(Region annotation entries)
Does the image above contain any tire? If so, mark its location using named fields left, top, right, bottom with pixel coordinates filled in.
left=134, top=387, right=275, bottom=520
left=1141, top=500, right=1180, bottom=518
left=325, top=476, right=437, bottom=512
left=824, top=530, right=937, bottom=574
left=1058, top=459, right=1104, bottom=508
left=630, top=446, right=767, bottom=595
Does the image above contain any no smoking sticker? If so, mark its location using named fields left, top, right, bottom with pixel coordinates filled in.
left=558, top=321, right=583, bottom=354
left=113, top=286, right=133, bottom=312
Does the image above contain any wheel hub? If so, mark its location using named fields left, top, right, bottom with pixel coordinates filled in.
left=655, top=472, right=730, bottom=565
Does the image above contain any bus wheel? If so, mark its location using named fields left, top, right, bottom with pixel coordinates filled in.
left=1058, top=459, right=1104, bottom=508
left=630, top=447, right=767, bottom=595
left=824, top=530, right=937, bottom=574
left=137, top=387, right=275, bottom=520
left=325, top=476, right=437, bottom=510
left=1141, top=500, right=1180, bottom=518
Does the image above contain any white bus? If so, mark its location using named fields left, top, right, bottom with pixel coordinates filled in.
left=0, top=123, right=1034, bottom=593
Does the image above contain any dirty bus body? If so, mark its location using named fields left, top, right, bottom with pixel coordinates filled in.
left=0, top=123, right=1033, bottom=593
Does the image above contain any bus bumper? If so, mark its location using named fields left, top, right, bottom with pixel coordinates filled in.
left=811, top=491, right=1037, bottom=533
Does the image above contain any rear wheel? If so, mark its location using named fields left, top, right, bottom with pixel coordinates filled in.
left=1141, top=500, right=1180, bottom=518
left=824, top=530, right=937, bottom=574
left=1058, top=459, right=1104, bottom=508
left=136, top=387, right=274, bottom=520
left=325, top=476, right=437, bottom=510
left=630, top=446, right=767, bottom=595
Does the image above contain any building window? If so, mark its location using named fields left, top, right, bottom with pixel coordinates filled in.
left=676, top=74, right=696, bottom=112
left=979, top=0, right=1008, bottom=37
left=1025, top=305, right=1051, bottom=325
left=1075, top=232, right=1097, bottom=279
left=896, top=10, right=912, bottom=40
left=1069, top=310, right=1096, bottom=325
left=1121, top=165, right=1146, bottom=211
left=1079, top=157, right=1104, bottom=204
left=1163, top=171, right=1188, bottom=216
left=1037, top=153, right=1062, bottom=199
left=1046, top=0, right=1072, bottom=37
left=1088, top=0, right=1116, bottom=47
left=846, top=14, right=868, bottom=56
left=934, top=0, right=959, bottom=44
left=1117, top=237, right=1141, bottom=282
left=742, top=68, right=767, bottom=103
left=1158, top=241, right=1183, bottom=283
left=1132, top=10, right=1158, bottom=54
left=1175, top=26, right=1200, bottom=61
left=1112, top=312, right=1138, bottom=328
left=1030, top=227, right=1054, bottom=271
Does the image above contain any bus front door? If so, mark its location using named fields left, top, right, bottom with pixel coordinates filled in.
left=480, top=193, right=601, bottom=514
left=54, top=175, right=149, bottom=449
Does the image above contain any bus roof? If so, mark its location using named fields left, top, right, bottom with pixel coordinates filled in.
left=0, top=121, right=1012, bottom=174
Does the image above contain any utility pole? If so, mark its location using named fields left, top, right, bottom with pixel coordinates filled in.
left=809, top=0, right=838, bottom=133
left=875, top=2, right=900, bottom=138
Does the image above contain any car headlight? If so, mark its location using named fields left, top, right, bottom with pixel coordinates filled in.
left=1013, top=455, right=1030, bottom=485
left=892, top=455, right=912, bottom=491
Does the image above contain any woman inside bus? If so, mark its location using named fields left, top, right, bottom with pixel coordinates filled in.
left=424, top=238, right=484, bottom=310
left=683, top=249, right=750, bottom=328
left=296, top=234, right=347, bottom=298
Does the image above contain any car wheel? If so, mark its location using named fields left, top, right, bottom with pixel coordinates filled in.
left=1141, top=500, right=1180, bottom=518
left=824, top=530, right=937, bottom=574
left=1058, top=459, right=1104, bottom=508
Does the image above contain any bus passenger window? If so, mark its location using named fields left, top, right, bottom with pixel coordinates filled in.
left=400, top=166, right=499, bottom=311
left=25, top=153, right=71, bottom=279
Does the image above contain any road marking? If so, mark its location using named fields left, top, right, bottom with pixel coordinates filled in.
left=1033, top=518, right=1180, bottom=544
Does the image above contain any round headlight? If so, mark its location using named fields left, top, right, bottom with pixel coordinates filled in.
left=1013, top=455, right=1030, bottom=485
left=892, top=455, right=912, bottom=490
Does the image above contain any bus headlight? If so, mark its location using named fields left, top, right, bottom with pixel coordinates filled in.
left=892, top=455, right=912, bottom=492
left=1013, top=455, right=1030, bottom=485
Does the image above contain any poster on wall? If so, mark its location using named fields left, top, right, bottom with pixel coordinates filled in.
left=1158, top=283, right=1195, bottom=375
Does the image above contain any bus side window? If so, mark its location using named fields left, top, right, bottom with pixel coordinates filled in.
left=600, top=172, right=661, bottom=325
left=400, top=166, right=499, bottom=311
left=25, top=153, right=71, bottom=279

◆ PROMPT ◆
Format everything in the material from the line containing "Does the image above contain any bus front" down to the line containing "left=296, top=234, right=347, bottom=298", both included, as a numbered list with blank lines omitted.

◆ SOLUTION BELOW ◆
1. Does the image above contain any bus front door? If so, mark its location using named fields left, top, right, bottom with pixel coordinates filled in.
2. left=480, top=193, right=601, bottom=514
3. left=54, top=175, right=149, bottom=449
4. Does the image above contain any bus roof? If so, mark its location using named fields left, top, right, bottom with pixel coordinates filled in.
5. left=0, top=121, right=1012, bottom=174
6. Does the image above contain any utility pole? If so, mark its location using named fields left, top, right, bottom with pixel coordinates filled in.
7. left=809, top=0, right=838, bottom=133
8. left=875, top=2, right=900, bottom=138
9. Does the image above contain any car headlight? If so, mark its location using named fields left, top, right, bottom with pixel coordinates filled in.
10. left=1013, top=455, right=1030, bottom=485
11. left=892, top=455, right=912, bottom=491
12. Does the image above contain any woman inside bus? If so, mark its location using named fields left, top, right, bottom with pixel coordinates filled in.
13. left=424, top=238, right=484, bottom=310
14. left=683, top=249, right=750, bottom=328
15. left=296, top=234, right=347, bottom=298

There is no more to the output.